Short exercise A: List every distinct cited work in the passage on PLS-SEM, giving the authors and year of each as they appear.

---------- Document segment ----------

Nonnormal data is the second most frequently mentioned reason for using PLS-SEM. Nevertheless, only 24 studies (10.04%) acknowledge the nonnormal distribution of their data with few studies quantifying the degree of nonnormality by means of, for example, kurtosis and skewness (5 studies; Table 4). This is generally unproblematic, since PLS-SEM is a nonparametric method and, as such, robust in terms of processing nonnormal data (Hair et al., 2017b; Reinartz et al., 2009). While Hair et al. (2022, Chap. 2) note that highly nonnormal data may inflate standard errors derived from bootstrapping, Hair et al.'s (2017b) simulation study results suggest that such data do not impact Type I or II errors negatively.

Using discrete variables (i.e., binary and categorical variables) when measuring models is a final area of concern in PLS-SEM applications. Of the 239 studies, only 24 (10.04%) use binary or categorical variables as elements in measurement models (i.e., not as a grouping variable to split the dataset as part of a multigroup analysis), which is considerably less than what Hair et al. (2012) reported (27.94%). In line with Hair et al.'s (2012) recommendations, which raised concerns regarding their general applicability, especially when used as binary single-item indicators of endogenous constructs (e.g., to represent a choice situation), recent studies primarily use binary and categorical variables to perform multigroup analyses. However, research on the handling of discrete variables in PLS-SEM has progressed since 2012. For example, Hair et al. (2019a) document how to process data from discrete choice experiments where binary indicators representing a choice situation (e.g., buy/not buy) measure the constructs. Similarly, Cantaluppi and Boari (2016) extended the original PLS-SEM algorithm to accommodate ordinal variables when researchers cannot assume equidistance between the scale categories (see also Schuberth et al., 2018b). Given these developments, we expect the use of discrete variables in PLS path models, such as when estimating data from choice experiments, to gain traction in the future.

To summarize, while our results point to improvements in researchers' awareness of sample size issues in PLS-SEM use, they devote too little effort toward quantifying the degree of statistical power associated with the model estimation. Missing data are not routinely discussed, and their treatment in PLS-SEM is still an area of potential concern, which methodological research should address. Researchers should also be aware of recent extensions that facilitate the inclusion of discrete variables in PLS path models.

---------- Information supplied ----------

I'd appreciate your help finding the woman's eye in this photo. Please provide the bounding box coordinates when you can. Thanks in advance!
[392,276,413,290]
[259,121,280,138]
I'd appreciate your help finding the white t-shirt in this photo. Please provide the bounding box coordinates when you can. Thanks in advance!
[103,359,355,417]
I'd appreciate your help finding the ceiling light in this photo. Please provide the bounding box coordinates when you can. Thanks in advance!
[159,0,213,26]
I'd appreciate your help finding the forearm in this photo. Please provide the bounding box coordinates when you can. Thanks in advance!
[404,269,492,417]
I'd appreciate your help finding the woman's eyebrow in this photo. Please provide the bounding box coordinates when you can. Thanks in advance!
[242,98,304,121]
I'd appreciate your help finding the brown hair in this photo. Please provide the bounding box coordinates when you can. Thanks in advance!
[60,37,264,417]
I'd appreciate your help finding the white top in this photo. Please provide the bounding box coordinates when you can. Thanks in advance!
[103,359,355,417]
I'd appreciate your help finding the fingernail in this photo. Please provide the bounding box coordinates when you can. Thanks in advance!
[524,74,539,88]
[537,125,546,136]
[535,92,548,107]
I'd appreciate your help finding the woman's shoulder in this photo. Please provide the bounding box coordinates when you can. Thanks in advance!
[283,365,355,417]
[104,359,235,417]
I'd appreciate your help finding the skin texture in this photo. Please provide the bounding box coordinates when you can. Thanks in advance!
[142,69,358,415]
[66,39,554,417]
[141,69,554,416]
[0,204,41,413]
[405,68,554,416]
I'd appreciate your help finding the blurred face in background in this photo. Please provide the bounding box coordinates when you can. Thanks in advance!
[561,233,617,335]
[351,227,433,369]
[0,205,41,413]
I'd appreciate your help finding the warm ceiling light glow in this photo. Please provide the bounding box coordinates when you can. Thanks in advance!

----------

Short exercise B: In the listing, from the line that contains "I'd appreciate your help finding the white top" through the line that contains "[535,92,548,107]", increase every bounding box coordinate by 29. Write out only those lines again, requests included.

Worked solution A:
Hair et al., 2017b
Reinartz et al., 2009
Hair et al., 2022
Hair et al., 2012
Hair et al., 2019a
Cantaluppi and Boari, 2016
Schuberth et al., 2018b

Worked solution B:
I'd appreciate your help finding the white top in this photo. Please provide the bounding box coordinates when you can. Thanks in advance!
[132,388,384,446]
I'd appreciate your help finding the fingernail in this photo. Please provide the bounding box coordinates when you can. Thanks in advance!
[553,103,568,117]
[566,154,575,165]
[564,121,577,136]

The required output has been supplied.